Excerpts from a point labeling dataset:
※
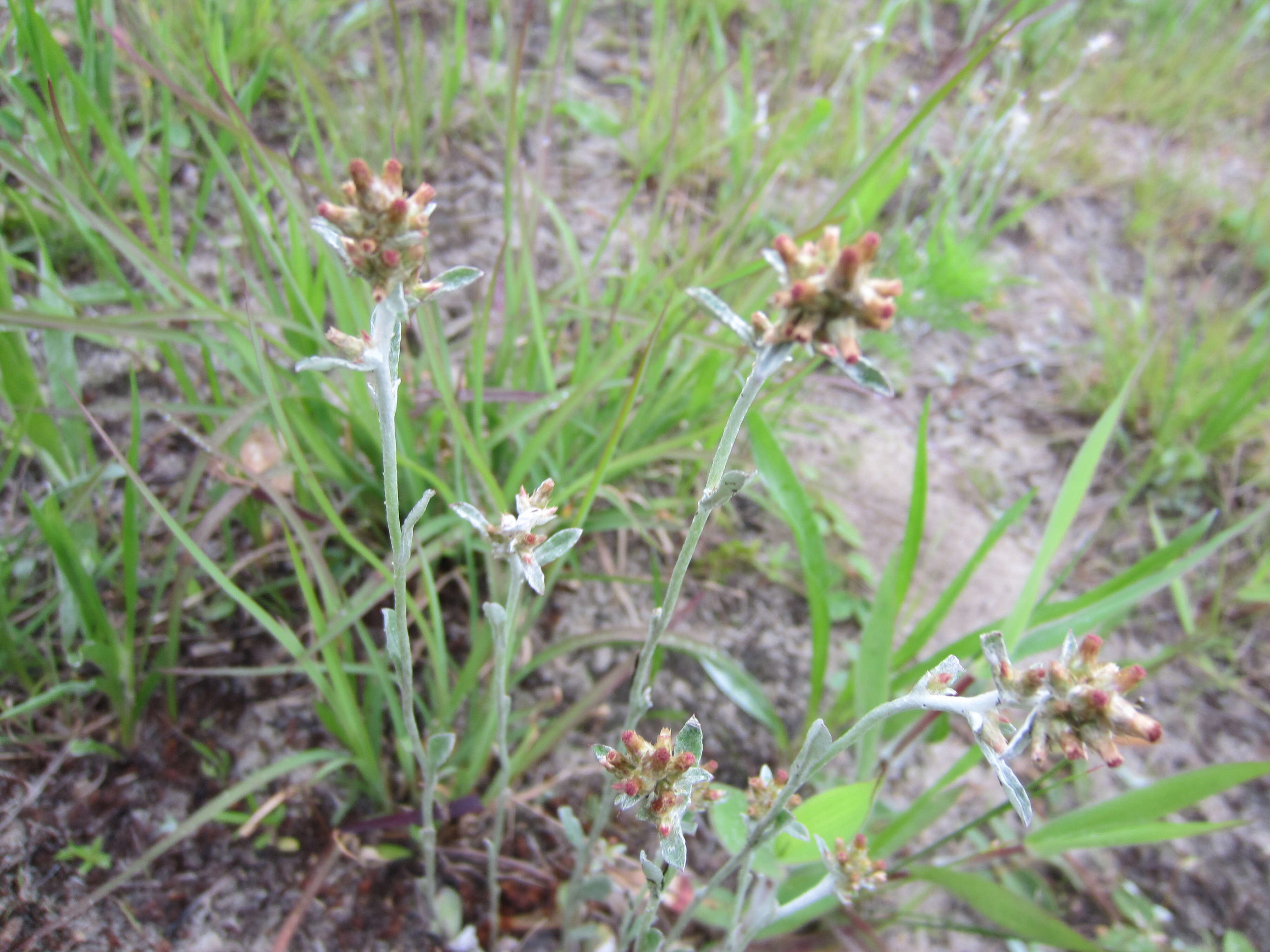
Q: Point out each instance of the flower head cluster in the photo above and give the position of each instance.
(660, 779)
(764, 790)
(852, 869)
(827, 294)
(382, 233)
(515, 538)
(1076, 703)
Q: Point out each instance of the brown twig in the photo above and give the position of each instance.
(313, 884)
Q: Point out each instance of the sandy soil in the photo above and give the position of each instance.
(998, 430)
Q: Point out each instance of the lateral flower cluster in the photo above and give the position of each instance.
(382, 235)
(514, 538)
(827, 294)
(660, 779)
(1076, 703)
(850, 868)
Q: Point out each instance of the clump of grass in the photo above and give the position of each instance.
(134, 164)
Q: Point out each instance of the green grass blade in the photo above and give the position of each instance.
(1071, 496)
(787, 489)
(930, 624)
(1008, 909)
(872, 677)
(1133, 809)
(281, 633)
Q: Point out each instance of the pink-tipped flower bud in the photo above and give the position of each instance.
(802, 291)
(1108, 751)
(398, 210)
(1090, 648)
(848, 266)
(360, 173)
(393, 173)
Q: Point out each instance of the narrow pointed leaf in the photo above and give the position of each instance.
(721, 312)
(866, 374)
(449, 281)
(1008, 909)
(557, 546)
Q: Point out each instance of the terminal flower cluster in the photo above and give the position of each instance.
(382, 234)
(660, 779)
(1076, 703)
(515, 539)
(763, 791)
(827, 294)
(850, 868)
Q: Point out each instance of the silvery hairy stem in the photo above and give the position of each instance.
(641, 695)
(501, 629)
(385, 392)
(766, 362)
(744, 879)
(817, 752)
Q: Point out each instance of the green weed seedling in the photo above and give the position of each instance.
(91, 856)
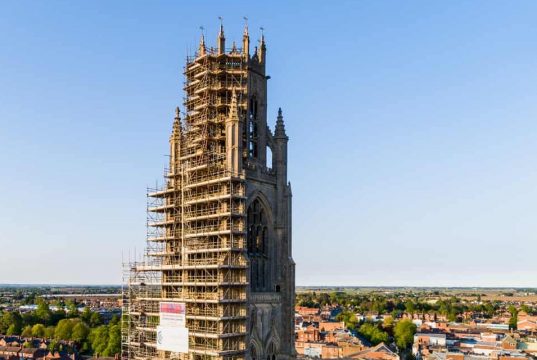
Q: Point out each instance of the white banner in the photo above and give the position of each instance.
(172, 314)
(173, 339)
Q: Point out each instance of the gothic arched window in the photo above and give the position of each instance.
(257, 245)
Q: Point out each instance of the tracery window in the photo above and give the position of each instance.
(257, 244)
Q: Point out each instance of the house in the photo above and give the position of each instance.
(379, 352)
(508, 343)
(10, 352)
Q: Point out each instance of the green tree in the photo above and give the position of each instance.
(64, 329)
(387, 323)
(43, 312)
(27, 331)
(13, 330)
(95, 320)
(86, 315)
(49, 332)
(72, 310)
(80, 332)
(114, 341)
(99, 339)
(38, 330)
(410, 307)
(11, 320)
(373, 334)
(404, 333)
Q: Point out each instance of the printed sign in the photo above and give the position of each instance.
(172, 338)
(172, 314)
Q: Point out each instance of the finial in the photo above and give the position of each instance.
(245, 26)
(177, 127)
(221, 38)
(221, 25)
(202, 43)
(280, 127)
(233, 106)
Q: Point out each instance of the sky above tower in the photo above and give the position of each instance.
(412, 134)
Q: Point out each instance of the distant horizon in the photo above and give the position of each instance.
(412, 134)
(298, 286)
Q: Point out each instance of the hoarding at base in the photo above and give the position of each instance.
(172, 338)
(172, 334)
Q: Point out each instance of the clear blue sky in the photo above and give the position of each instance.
(413, 128)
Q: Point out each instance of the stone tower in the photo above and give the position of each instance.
(219, 229)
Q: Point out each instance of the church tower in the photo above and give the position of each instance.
(217, 279)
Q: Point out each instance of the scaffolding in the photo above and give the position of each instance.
(196, 224)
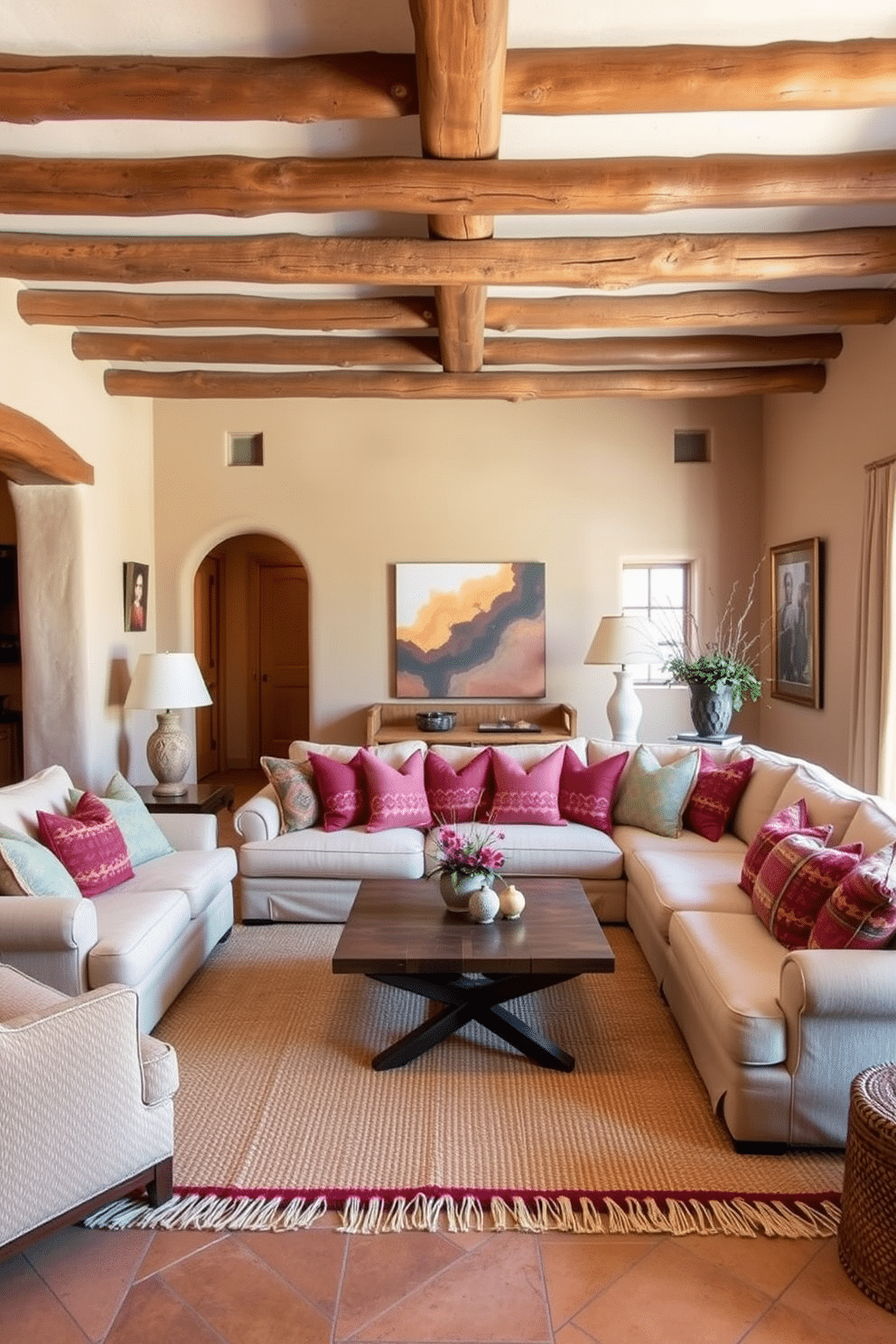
※
- **WORK TO COMPLETE**: How many lines in the material above contain the string "window", with case counting? Reply with only the number.

- **SOLUTION**: 2